▸ **WRITTEN PROBLEM 1**
Can you edit the passage of the forum post below, starting with "These are two" and going on through "tibble for assignment.", so that "col_list" is replaced by "sum_cols"?
** Start TEXT TO READ **
I have a time-series df of municipalities called, some of which have split off from another over time. I would like to sum up these pairs for the post-2004 years after they separated so that I can delete the split-off towns and create a real panel dataset without missing values for the earlier years.
These are two lists of town names as they are recorded in the df
past = c("town_1","town_2","town_3") # larger towns recorded throughout the dataset
present= c("town_1_split","town_2_split","town_3_split") # new municipalities that split off over time
This is a list of columns across which I want to sum the pairs above
col_list = c("col1","col2","col3")
I tried to solve the problem with a loop with seq_along
for(i in seq_along(past)){
df[df$town == past[i] & df$year> 2004, col_list] =
sum(df[df$town == past[i] & df$year> 2004, col_list],
df[df$town == present[i] & df$year> 2004,col_list], na.rm = T)}
However, I receive the following error message, even though I use na.rm = T above.
Error: Can't use NA as row index in a tibble for assignment.
Backtrace:
1. base::`[<-`(...)
2. tibble:::`[<-.tbl_df`(...)
3. tibble:::tbl_subassign(x, i, j, value, i_arg, j_arg, substitute(value))
4. tibble:::tbl_expand_to_nrow(x, i)
Any help would be appreciated!
** End TEXT TO READ **
▸ **WRITTEN PROBLEM 2**
Which lines of the records below contain the string "twig", with case counting? List every such line.
** Start INPUT RECORDS **
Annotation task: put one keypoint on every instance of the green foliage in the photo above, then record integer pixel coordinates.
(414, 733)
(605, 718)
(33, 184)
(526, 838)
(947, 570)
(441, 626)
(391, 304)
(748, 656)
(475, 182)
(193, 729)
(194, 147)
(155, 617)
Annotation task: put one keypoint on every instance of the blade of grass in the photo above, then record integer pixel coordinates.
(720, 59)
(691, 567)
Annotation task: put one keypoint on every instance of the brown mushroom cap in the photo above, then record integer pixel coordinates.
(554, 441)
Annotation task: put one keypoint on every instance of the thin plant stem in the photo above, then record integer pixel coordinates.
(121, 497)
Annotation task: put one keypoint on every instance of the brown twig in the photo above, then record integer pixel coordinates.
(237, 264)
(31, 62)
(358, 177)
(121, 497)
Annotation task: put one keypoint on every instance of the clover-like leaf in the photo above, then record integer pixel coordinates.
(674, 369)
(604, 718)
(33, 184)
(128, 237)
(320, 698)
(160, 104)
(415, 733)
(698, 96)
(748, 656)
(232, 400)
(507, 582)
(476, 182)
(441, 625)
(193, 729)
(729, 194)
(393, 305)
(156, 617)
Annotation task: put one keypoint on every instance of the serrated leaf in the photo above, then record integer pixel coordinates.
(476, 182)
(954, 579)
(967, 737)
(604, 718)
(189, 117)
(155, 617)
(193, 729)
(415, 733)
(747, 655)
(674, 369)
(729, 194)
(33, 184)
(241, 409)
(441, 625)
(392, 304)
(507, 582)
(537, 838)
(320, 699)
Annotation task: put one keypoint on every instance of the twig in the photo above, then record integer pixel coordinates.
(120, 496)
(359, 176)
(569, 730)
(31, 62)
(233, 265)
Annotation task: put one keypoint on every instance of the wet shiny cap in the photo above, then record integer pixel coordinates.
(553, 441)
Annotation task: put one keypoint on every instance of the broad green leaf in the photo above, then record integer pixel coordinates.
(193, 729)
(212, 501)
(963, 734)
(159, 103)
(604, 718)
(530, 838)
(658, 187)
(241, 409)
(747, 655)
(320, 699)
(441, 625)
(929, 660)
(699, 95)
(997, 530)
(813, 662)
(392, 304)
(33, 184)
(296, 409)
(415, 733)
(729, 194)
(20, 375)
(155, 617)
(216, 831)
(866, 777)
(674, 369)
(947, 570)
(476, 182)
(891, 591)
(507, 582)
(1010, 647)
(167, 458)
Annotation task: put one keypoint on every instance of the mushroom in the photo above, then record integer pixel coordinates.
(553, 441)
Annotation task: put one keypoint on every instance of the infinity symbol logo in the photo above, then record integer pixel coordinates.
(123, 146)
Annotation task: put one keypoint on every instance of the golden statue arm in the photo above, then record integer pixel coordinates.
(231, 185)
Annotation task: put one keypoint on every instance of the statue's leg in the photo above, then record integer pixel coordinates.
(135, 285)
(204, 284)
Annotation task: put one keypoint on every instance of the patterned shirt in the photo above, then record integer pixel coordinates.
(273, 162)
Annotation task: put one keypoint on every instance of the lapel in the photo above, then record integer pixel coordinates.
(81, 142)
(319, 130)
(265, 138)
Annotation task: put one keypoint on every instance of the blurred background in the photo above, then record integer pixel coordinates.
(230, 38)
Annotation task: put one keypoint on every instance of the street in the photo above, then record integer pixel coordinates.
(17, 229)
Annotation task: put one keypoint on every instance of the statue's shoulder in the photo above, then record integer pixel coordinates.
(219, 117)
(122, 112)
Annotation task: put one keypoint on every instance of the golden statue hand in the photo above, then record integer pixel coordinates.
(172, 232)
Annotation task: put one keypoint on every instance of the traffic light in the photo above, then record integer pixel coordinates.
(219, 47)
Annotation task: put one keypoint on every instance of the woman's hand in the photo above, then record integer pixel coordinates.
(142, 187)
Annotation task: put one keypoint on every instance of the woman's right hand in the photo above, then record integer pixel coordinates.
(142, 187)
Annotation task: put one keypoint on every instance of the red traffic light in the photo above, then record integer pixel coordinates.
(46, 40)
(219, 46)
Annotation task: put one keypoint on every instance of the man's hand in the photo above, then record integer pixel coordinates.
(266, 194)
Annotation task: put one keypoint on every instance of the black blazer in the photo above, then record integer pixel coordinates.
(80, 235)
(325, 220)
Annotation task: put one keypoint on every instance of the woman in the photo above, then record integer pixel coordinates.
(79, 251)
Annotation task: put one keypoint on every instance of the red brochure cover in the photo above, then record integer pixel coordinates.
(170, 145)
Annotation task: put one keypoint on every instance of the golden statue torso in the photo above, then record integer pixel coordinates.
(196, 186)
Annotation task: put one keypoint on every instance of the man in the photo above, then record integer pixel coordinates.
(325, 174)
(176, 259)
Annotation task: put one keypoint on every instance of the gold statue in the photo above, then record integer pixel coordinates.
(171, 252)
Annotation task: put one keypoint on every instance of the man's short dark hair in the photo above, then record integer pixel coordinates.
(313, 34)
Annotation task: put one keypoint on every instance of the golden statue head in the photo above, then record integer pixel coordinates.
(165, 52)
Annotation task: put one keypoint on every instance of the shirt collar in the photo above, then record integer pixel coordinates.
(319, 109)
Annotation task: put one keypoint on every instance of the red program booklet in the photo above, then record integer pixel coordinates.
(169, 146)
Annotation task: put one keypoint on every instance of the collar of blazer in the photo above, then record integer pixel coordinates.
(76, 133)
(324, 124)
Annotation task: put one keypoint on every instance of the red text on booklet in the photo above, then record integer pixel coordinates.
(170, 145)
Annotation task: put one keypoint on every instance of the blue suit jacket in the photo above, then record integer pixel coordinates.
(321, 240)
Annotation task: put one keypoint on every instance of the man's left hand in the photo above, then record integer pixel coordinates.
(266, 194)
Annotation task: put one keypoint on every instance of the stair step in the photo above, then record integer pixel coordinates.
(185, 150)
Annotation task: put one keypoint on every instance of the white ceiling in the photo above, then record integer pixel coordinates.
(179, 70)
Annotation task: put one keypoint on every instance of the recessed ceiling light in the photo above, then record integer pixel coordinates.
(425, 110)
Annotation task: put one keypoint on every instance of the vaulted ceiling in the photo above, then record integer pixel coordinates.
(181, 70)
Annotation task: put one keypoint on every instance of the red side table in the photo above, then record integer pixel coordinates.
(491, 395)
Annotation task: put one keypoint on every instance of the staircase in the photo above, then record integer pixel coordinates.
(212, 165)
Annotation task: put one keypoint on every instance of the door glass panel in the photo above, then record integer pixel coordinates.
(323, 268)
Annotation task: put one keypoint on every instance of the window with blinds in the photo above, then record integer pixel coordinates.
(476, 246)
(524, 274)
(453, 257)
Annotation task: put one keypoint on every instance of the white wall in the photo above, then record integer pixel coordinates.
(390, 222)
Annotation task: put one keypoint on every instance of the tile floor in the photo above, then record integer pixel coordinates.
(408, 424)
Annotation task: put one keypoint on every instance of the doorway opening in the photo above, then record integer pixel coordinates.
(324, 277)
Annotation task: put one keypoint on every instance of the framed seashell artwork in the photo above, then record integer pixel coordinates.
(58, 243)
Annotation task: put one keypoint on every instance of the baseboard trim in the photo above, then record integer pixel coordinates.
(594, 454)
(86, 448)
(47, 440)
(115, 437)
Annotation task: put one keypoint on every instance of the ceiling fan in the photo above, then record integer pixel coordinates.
** End INPUT RECORDS **
▸ **COMPLETE OUTPUT 1**
These are two lists of town names as they are recorded in the df
past = c("town_1","town_2","town_3") # larger towns recorded throughout the dataset
present= c("town_1_split","town_2_split","town_3_split") # new municipalities that split off over time
This is a list of columns across which I want to sum the pairs above
sum_cols = c("col1","col2","col3")
I tried to solve the problem with a loop with seq_along
for(i in seq_along(past)){
df[df$town == past[i] & df$year> 2004, sum_cols] =
sum(df[df$town == past[i] & df$year> 2004, sum_cols],
df[df$town == present[i] & df$year> 2004,sum_cols], na.rm = T)}
However, I receive the following error message, even though I use na.rm = T above.
Error: Can't use NA as row index in a tibble for assignment.

▸ **COMPLETE OUTPUT 2**
Annotation task: put one keypoint on every instance of the brown twig in the photo above, then record integer pixel coordinates.
Annotation task: put one keypoint on every instance of the twig in the photo above, then record integer pixel coordinates.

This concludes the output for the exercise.